Take the lines from the beginning of the material through the line containing "locate the face" and retype them exactly, leaving the pictures out.

··· DATA FOR THE TASK

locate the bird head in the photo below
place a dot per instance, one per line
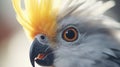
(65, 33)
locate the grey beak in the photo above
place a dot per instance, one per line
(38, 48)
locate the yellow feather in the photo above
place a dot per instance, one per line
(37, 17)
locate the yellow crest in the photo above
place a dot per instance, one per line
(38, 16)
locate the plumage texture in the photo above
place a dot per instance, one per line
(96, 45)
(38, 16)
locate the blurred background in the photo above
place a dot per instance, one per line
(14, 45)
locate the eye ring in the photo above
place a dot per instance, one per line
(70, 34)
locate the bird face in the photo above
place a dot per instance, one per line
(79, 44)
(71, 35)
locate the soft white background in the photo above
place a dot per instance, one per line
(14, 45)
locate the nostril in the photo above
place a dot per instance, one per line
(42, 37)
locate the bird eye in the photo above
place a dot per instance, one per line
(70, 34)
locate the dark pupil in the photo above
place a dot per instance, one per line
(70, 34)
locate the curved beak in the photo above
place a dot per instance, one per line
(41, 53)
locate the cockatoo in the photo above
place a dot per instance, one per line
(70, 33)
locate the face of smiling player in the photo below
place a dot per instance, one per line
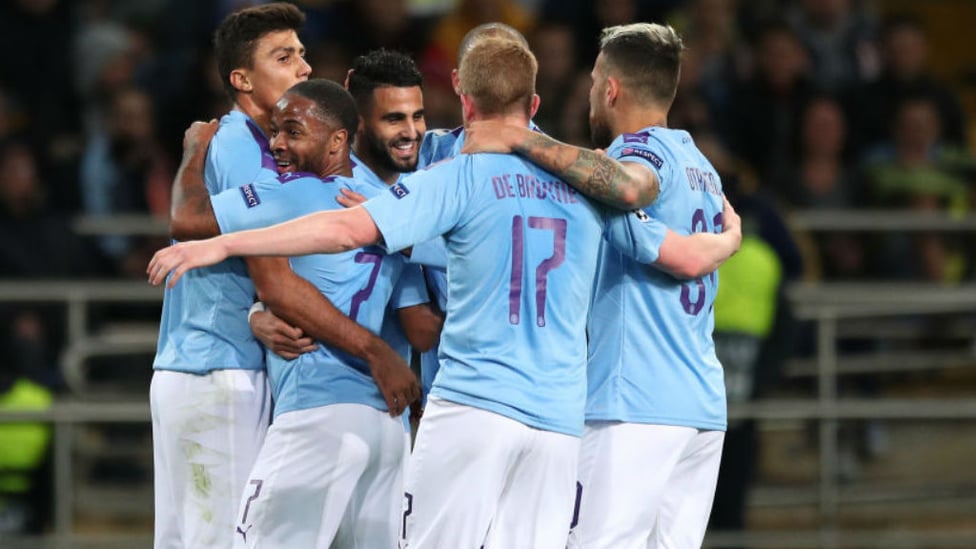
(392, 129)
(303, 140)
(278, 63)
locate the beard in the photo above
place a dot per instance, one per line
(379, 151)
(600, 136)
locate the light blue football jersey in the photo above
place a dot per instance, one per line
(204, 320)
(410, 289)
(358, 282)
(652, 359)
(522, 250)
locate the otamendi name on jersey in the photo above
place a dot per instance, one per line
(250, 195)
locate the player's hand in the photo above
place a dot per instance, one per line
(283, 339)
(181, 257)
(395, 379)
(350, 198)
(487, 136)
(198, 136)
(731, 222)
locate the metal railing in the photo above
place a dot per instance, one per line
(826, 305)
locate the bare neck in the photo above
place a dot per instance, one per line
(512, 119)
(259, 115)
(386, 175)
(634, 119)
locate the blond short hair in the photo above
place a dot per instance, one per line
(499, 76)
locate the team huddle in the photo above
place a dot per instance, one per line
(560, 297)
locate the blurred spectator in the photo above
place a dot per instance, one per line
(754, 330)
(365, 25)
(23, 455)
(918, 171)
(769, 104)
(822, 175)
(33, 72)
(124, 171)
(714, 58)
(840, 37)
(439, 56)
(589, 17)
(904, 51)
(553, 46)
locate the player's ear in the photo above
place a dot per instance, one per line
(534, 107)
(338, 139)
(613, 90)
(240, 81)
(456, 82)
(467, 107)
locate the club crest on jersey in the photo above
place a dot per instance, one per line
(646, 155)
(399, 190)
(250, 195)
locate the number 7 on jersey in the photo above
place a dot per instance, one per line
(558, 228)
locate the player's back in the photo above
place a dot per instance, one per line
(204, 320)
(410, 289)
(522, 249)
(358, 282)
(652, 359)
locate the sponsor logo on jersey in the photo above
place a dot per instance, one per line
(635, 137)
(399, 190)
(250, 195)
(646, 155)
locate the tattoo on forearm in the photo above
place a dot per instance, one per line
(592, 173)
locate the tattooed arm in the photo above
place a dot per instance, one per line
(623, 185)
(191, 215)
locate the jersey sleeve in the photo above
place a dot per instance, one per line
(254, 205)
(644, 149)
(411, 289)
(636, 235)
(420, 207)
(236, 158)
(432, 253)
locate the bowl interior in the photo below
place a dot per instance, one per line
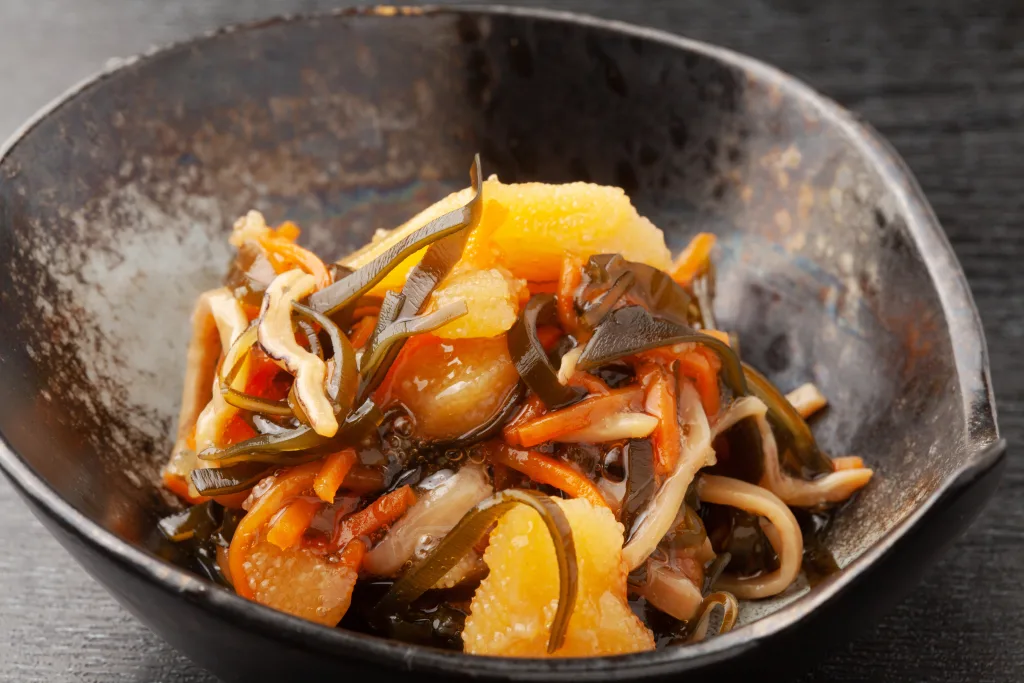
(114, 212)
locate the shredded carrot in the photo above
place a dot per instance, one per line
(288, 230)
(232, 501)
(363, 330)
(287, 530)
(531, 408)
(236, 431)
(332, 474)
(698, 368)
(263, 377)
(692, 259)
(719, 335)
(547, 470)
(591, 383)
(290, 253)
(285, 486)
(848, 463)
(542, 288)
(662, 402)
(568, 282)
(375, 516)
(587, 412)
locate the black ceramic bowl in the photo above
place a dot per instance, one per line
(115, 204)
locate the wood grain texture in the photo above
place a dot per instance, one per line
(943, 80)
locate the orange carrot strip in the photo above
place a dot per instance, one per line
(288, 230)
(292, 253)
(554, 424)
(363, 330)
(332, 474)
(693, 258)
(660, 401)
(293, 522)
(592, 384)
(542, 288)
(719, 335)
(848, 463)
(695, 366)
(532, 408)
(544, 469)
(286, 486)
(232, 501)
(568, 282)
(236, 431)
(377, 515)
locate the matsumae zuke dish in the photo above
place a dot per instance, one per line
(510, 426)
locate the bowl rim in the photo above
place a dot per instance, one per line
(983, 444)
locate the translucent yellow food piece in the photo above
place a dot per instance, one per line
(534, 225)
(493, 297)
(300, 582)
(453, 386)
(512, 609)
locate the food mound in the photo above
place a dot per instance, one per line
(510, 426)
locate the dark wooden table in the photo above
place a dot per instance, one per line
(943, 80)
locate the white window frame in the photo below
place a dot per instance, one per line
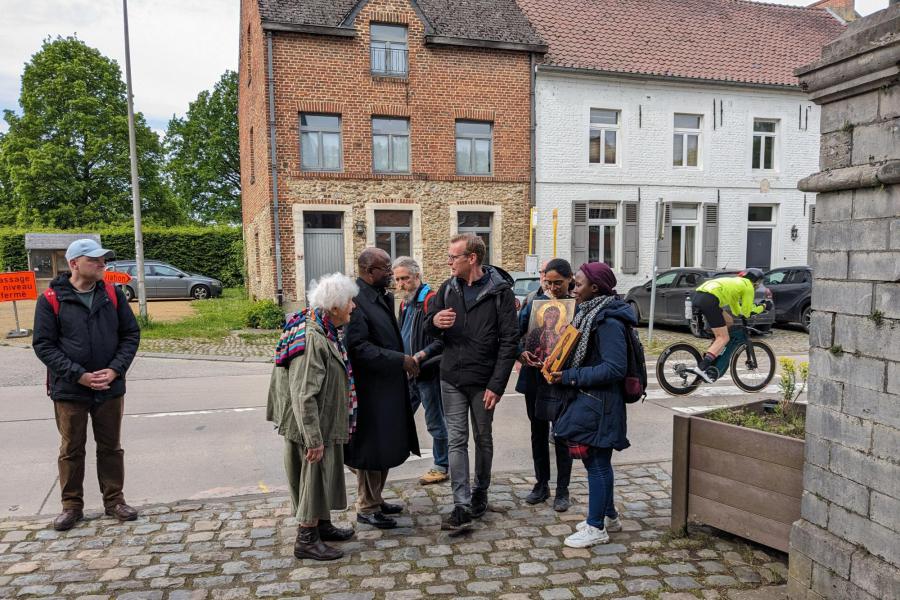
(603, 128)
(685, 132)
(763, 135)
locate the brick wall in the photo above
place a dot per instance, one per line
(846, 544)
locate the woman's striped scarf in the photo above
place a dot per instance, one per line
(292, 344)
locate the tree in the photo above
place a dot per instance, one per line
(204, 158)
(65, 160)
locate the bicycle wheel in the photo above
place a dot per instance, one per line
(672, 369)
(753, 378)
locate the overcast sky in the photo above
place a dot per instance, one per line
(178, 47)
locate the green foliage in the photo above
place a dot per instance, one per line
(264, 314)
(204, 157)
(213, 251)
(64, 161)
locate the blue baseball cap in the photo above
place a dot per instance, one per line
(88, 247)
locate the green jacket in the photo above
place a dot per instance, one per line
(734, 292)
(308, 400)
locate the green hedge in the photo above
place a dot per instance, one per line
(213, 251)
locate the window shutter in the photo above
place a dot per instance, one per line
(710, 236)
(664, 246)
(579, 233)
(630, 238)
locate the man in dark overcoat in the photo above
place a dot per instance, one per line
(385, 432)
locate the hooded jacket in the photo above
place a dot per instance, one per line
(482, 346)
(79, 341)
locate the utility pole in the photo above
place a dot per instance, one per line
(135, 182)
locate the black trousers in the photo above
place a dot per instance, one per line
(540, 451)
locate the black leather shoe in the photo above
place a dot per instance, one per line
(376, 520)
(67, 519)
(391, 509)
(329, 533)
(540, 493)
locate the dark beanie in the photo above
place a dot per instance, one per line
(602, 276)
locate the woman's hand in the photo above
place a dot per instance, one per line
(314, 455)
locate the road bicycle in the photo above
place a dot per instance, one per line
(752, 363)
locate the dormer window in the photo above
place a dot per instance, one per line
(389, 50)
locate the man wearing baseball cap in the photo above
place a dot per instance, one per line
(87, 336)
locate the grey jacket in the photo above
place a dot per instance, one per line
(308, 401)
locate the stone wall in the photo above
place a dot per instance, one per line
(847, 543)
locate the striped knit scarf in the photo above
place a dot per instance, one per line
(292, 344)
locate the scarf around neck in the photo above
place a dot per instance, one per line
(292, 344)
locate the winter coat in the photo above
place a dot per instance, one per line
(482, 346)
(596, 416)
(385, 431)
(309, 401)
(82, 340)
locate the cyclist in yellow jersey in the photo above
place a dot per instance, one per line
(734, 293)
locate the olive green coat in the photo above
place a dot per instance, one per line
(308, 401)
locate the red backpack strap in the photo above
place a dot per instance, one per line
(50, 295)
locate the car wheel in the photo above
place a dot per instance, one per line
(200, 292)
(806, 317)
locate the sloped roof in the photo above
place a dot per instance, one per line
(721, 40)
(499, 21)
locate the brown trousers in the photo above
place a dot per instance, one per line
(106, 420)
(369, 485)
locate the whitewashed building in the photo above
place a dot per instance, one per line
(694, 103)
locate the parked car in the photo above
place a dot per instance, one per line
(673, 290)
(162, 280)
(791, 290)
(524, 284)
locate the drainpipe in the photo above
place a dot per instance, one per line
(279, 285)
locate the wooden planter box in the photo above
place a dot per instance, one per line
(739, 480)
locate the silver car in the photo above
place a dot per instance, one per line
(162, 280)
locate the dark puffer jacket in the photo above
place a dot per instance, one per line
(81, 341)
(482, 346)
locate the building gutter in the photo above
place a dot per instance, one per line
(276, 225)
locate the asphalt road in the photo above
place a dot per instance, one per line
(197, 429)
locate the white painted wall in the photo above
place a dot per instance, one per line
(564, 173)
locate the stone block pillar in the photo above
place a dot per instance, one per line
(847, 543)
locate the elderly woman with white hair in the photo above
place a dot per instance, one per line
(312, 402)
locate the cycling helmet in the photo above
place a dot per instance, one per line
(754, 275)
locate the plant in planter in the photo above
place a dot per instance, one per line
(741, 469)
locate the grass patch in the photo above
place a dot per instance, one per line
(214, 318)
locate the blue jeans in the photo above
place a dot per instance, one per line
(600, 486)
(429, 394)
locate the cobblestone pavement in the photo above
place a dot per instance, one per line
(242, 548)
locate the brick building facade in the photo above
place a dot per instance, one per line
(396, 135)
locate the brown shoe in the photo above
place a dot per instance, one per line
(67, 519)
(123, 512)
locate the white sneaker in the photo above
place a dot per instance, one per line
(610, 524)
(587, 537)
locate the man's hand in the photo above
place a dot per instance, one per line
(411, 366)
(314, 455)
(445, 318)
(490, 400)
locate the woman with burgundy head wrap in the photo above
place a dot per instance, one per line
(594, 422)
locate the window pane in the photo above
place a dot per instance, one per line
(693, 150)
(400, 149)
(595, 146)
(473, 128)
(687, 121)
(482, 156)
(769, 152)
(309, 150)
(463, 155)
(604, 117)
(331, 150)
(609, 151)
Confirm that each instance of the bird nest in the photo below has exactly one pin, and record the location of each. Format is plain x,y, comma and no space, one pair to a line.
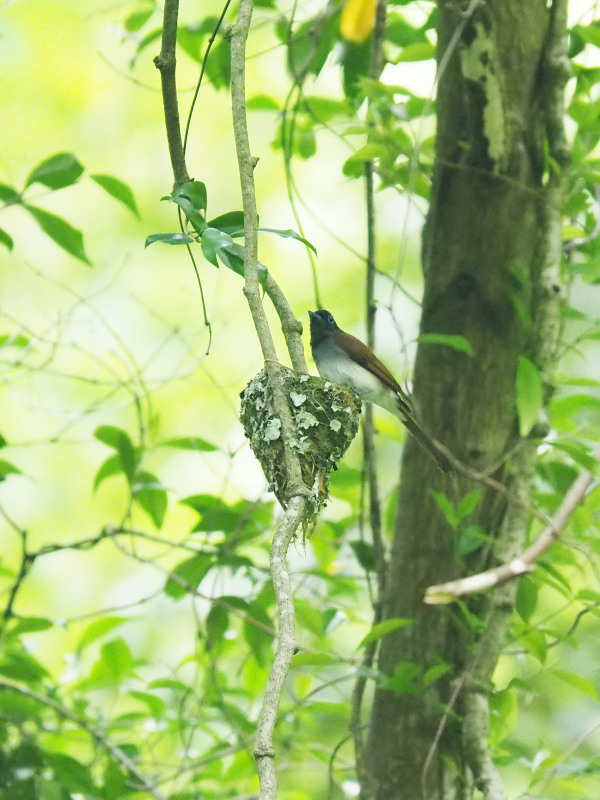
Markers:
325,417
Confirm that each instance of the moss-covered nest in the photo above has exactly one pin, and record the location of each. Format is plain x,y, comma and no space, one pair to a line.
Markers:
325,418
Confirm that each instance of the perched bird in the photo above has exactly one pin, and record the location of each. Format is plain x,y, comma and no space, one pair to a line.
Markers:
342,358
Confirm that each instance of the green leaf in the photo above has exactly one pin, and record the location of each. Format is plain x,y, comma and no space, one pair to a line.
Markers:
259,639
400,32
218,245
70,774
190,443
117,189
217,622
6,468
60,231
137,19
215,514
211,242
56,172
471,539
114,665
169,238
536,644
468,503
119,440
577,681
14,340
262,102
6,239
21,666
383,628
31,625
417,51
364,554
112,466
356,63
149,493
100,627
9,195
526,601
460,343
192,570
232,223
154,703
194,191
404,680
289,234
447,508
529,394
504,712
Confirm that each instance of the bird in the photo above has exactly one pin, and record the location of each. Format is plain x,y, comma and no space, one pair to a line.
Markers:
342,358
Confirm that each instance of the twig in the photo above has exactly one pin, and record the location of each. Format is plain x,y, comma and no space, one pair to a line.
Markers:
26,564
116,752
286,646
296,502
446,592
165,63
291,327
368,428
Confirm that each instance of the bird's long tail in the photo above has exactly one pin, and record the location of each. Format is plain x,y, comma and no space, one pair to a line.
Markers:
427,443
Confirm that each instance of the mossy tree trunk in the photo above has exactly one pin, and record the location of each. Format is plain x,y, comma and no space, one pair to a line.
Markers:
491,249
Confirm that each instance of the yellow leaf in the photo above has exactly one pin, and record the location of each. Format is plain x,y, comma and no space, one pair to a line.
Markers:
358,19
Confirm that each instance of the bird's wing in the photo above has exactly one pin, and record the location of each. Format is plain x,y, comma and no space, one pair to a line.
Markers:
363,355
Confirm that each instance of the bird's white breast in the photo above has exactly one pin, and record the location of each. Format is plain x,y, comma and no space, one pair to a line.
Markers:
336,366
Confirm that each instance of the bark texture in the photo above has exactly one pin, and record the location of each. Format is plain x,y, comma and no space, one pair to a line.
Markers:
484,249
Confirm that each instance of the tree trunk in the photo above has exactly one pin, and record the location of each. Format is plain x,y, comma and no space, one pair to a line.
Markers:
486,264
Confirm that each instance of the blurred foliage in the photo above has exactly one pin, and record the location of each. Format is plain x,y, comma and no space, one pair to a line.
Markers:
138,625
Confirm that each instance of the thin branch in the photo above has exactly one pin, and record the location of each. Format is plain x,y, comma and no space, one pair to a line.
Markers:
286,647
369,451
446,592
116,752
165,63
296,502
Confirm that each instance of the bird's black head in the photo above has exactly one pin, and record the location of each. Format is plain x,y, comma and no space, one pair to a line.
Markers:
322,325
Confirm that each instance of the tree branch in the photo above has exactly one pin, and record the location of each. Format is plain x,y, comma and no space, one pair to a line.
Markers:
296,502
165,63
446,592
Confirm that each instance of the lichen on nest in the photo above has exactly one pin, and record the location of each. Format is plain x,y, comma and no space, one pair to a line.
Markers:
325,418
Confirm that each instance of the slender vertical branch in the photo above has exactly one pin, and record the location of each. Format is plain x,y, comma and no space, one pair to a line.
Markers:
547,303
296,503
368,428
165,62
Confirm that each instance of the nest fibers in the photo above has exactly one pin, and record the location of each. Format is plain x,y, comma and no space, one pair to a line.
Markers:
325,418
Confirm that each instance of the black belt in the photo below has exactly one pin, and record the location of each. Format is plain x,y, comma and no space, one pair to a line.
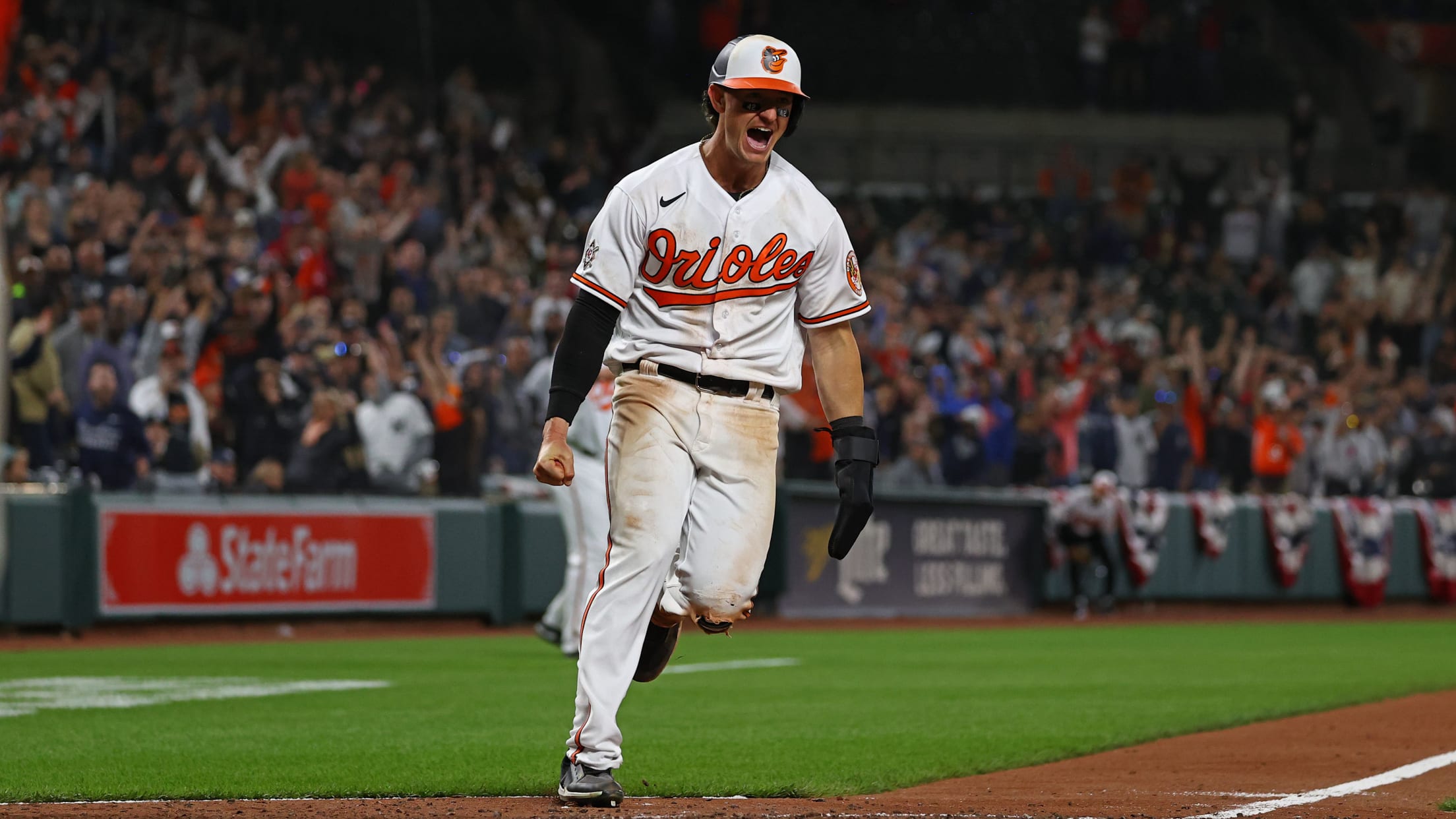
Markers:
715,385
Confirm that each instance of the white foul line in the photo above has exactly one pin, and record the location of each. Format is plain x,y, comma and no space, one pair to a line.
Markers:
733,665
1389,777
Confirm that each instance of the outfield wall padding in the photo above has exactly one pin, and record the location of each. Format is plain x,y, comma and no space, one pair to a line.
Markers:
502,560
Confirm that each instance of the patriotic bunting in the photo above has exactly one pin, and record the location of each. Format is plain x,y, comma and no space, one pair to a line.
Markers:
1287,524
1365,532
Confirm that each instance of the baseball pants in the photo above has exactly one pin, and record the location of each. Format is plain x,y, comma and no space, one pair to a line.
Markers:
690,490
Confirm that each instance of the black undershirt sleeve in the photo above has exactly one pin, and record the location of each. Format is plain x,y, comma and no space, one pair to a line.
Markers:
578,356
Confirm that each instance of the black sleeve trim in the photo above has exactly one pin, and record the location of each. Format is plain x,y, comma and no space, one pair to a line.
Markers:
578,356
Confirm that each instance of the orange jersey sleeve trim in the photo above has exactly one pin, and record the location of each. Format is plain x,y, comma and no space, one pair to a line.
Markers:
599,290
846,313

······

_RESPONSE BELOW:_
locate the bird head in the photo below
place a dot per instance, one per line
(65, 33)
locate the grey beak in the photo above
place a dot per instance, one per line
(38, 48)
locate the yellow feather in the photo above
place a dot per instance, one per line
(37, 17)
locate the yellow crest in the photo above
place a dot per instance, one per line
(38, 16)
locate the plumage texture in the photo above
place a dot per instance, one per line
(96, 45)
(38, 16)
locate the blurred background in the photo above
place a dot per instance, one per line
(14, 45)
locate the eye ring in the photo above
place a dot per instance, one per line
(70, 34)
locate the bird face in the photo above
place a dot per instance, one per line
(79, 44)
(71, 35)
locate the soft white background in the photo above
place a dot per instance, one per line
(14, 45)
locate the nostril in the photo above
place a dot per instance, one per line
(42, 37)
locate the bird eye in the photo above
place a dot per instance, one per line
(70, 34)
locate the dark pupil in the photo above
place a dot per instance, one per line
(70, 34)
locate the curved beak in the photo above
place a dot per instance, one per line
(41, 53)
locate the cockatoo in the photo above
place a dot per instance, one per line
(70, 33)
locate the face of smiling player in the photo below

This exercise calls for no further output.